### WHAT YOU NEED TO DO
Retype every line of the records exactly.

(Point localization data)
* * *

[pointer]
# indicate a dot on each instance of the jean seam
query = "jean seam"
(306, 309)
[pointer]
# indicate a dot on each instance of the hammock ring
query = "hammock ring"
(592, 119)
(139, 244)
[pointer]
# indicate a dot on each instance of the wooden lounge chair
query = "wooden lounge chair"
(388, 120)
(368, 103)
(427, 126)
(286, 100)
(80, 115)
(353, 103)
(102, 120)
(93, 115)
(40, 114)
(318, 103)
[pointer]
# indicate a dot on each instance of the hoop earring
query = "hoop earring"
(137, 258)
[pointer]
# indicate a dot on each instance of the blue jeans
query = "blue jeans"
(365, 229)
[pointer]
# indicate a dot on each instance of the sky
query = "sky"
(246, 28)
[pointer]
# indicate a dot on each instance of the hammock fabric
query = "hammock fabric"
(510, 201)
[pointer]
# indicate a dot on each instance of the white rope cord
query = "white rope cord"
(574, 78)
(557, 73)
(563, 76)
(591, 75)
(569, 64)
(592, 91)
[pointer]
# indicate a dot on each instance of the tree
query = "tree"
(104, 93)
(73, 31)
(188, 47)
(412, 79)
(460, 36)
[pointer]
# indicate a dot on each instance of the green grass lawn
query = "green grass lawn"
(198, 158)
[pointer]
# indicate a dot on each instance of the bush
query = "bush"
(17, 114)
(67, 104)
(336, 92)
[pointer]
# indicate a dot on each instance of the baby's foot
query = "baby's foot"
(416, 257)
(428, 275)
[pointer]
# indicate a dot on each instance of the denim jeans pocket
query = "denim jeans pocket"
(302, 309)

* * *

### ANSWER
[pointer]
# indicate a dot on each instance of the jean seam
query = "jean seam"
(306, 309)
[pointer]
# indicate a dot on each instance of the hammock ring
query = "hammock ring"
(592, 119)
(139, 244)
[pointer]
# indicate a dot on each instance of the wooden lounge chair
query = "wooden lounge chair"
(388, 120)
(368, 103)
(427, 126)
(286, 100)
(80, 115)
(353, 103)
(102, 120)
(93, 115)
(40, 114)
(318, 103)
[pointer]
# indicate a dot on each instance of the hoop earring
query = "hoop earring"
(137, 258)
[pointer]
# indicate a dot on each instance of the blue jeans
query = "blue jeans"
(365, 229)
[pointer]
# indicate a dot on each instance of the sky
query = "sky"
(246, 28)
[pointer]
# indicate a dot on each instance of the hammock fabric
query = "hammock fabric"
(510, 201)
[pointer]
# indicate a dot on each instance of the white rope cord
query = "white rope cord"
(574, 78)
(557, 73)
(563, 76)
(591, 75)
(569, 64)
(592, 91)
[pointer]
# indicate a dot on each instance of the tree
query = "tree"
(104, 93)
(73, 31)
(188, 47)
(412, 79)
(460, 36)
[pointer]
# indicate a dot on each instance of the green grass lawn
query = "green grass lawn"
(198, 158)
[pointer]
# indicate a dot on each instance of the bush
query = "bush"
(17, 114)
(67, 104)
(336, 92)
[pointer]
# indicate a dot on each instance of the baby's foot
query = "baby's foot"
(416, 257)
(428, 275)
[pointer]
# indicate a dot on each instance of the denim jeans pocket
query = "denim jeans pocket"
(302, 309)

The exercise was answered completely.